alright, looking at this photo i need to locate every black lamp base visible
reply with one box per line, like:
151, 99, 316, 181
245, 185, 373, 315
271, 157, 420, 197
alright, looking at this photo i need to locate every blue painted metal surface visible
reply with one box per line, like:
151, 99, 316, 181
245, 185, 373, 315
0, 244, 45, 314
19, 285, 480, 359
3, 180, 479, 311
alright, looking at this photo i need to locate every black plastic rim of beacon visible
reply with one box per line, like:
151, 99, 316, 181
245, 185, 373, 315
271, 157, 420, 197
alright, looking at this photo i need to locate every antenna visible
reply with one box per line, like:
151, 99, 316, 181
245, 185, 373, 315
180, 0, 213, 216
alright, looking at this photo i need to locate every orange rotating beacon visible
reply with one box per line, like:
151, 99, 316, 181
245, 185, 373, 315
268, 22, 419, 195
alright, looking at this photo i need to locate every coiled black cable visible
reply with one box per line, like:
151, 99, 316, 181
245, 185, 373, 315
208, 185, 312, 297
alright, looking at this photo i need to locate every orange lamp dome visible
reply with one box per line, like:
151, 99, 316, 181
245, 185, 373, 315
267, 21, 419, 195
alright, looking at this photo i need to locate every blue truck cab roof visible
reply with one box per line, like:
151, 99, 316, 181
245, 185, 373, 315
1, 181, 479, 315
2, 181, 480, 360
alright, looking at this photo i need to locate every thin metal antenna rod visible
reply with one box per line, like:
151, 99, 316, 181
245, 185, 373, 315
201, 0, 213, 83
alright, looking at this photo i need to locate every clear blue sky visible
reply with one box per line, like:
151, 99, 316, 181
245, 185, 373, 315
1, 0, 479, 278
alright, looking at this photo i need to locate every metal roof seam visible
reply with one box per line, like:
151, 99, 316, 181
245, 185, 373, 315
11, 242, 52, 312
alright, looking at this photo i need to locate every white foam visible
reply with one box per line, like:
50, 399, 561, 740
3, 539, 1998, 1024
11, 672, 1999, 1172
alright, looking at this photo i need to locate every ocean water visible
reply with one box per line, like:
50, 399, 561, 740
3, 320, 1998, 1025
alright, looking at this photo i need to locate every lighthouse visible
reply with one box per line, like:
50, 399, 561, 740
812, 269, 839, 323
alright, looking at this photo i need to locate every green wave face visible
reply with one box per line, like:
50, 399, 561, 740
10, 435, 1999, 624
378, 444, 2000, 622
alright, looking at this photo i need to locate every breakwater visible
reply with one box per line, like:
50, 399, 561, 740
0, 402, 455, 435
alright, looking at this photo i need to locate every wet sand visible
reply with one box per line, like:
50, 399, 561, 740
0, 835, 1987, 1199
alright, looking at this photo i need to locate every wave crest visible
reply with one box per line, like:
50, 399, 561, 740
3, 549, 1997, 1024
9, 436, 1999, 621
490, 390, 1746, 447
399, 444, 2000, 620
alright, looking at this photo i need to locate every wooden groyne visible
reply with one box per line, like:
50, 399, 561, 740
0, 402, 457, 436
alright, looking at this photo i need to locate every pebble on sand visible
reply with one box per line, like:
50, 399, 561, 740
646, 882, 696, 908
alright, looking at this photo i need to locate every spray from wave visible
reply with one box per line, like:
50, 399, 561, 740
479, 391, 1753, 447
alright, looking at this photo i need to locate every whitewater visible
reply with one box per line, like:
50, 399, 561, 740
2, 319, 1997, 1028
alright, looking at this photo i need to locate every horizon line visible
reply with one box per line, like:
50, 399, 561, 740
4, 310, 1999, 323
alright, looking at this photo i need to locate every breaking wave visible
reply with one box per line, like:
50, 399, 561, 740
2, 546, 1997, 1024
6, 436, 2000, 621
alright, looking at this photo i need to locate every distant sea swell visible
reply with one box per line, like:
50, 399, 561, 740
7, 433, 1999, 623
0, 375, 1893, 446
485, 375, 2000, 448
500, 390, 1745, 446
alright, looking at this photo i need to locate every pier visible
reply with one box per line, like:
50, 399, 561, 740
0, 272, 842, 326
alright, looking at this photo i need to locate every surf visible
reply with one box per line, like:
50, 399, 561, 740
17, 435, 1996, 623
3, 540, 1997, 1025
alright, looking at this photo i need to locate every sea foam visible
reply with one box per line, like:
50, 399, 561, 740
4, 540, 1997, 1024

****************************************

▸ Exercise instructions:
Mind each word and retype the entire listing above.

▸ Response below:
alright, looking at this photo i need to locate every black lamp base visible
reply with one box per line, like:
151, 99, 316, 181
245, 185, 373, 315
271, 157, 420, 197
alright, looking at this photo i need to locate every blue painted metal surface visible
reply with one box per line, like:
151, 99, 316, 181
245, 185, 373, 315
0, 244, 45, 314
19, 285, 480, 359
3, 180, 479, 311
alright, looking at this photo i need to locate every black plastic rim of beacon visible
reply with one box per line, like:
151, 99, 316, 181
245, 185, 373, 315
271, 157, 420, 197
alright, looking at this photo i need to locate every antenna visible
reply with one box per line, like:
151, 99, 316, 181
245, 185, 373, 315
180, 0, 213, 216
alright, looking at this photo i need to locate every orange rotating beacon visible
reply with one box per line, like:
151, 99, 316, 181
245, 185, 373, 315
268, 22, 419, 195
alright, looking at this photo i need to locate every coiled black cable visible
reply with one box per line, like:
151, 99, 316, 181
245, 185, 373, 315
208, 185, 312, 297
alright, looking at this photo i need to locate every orange lamp dome visible
reply with one box per line, like:
151, 99, 316, 181
245, 185, 373, 315
267, 21, 419, 195
alright, looking at this photo i need to locate every blue truck cab roof visible
reply with one box per line, like:
151, 99, 316, 181
245, 185, 373, 315
1, 181, 479, 315
2, 181, 480, 360
alright, looking at this photo i need to locate every thin metal antenna rod visible
reply with one box per line, like:
151, 99, 316, 181
245, 185, 373, 315
201, 0, 213, 83
alright, looking at this photo i need to locate every clear blue sky visible
reply with one box per line, like:
151, 99, 316, 181
245, 185, 373, 315
1, 0, 479, 278
alright, looking at this photo i need to locate every metal roof seam visible
reply with one box per line, like:
151, 99, 316, 181
245, 185, 373, 315
11, 242, 52, 312
alright, looking at this photo i need to locate every white foam visible
reply with one box per line, like:
50, 399, 561, 740
3, 539, 1998, 1024
11, 672, 1999, 1172
alright, looking at this photo i need to locate every ocean water visible
reply with one box per line, like:
50, 399, 561, 740
3, 320, 1998, 1025
alright, looking at this photo i need to locate every lighthouse visible
reply with one box per line, like:
50, 399, 561, 740
812, 269, 839, 323
alright, looking at this photo i need to locate every green wave face visible
reply with one box per line, like:
50, 399, 561, 740
10, 435, 1999, 624
378, 444, 2000, 622
alright, looking at this photo i need to locate every breakwater visible
reply with one box per line, like:
50, 399, 561, 740
0, 402, 455, 435
alright, looking at this photo i need to locate every wet sand visible
reply with one box per line, like:
50, 399, 561, 740
0, 835, 1987, 1199
alright, looking at this photo i need to locate every wave crest visible
reply with one box per line, like:
50, 399, 561, 740
3, 549, 1997, 1024
9, 436, 1999, 621
490, 390, 1746, 447
399, 444, 2000, 620
alright, looking at this photo i need to locate every wooden groyne visible
reply with one box per line, like:
50, 399, 561, 740
0, 402, 457, 436
alright, looking at this photo i need to locate every pebble on sand visible
reply with one box per line, like:
50, 399, 561, 740
646, 882, 696, 908
alright, looking at this photo i need to locate every spray from wave visible
reply with one box per line, like:
50, 399, 561, 740
479, 391, 1753, 447
alright, looking at this photo i need to locate every whitewater visible
reply with one box per line, like:
50, 399, 561, 740
2, 319, 1997, 1028
alright, looking at this photo i need to locate every horizon line visible
reply with one box per line, like:
50, 399, 561, 740
4, 310, 1999, 323
alright, looking at this photo i need to locate every breaking wave visible
reply with one box per line, like:
50, 399, 561, 740
2, 546, 1997, 1024
6, 436, 2000, 621
alright, looking at this photo i need to locate every distant sea swell visible
reply with one box per line, like:
50, 399, 561, 740
7, 433, 1999, 623
0, 375, 1893, 446
485, 375, 2000, 448
500, 390, 1745, 446
alright, looking at this photo i need to locate every pier visible
reply with one box per line, like:
50, 399, 561, 740
0, 272, 842, 326
alright, looking at this photo i need to locate every surf visible
reply with one box per line, like:
50, 399, 561, 740
17, 435, 1996, 623
3, 540, 1997, 1025
alright, looking at this photo i need to locate every sea foam visible
reply with one box per line, like:
50, 399, 561, 740
4, 540, 1997, 1024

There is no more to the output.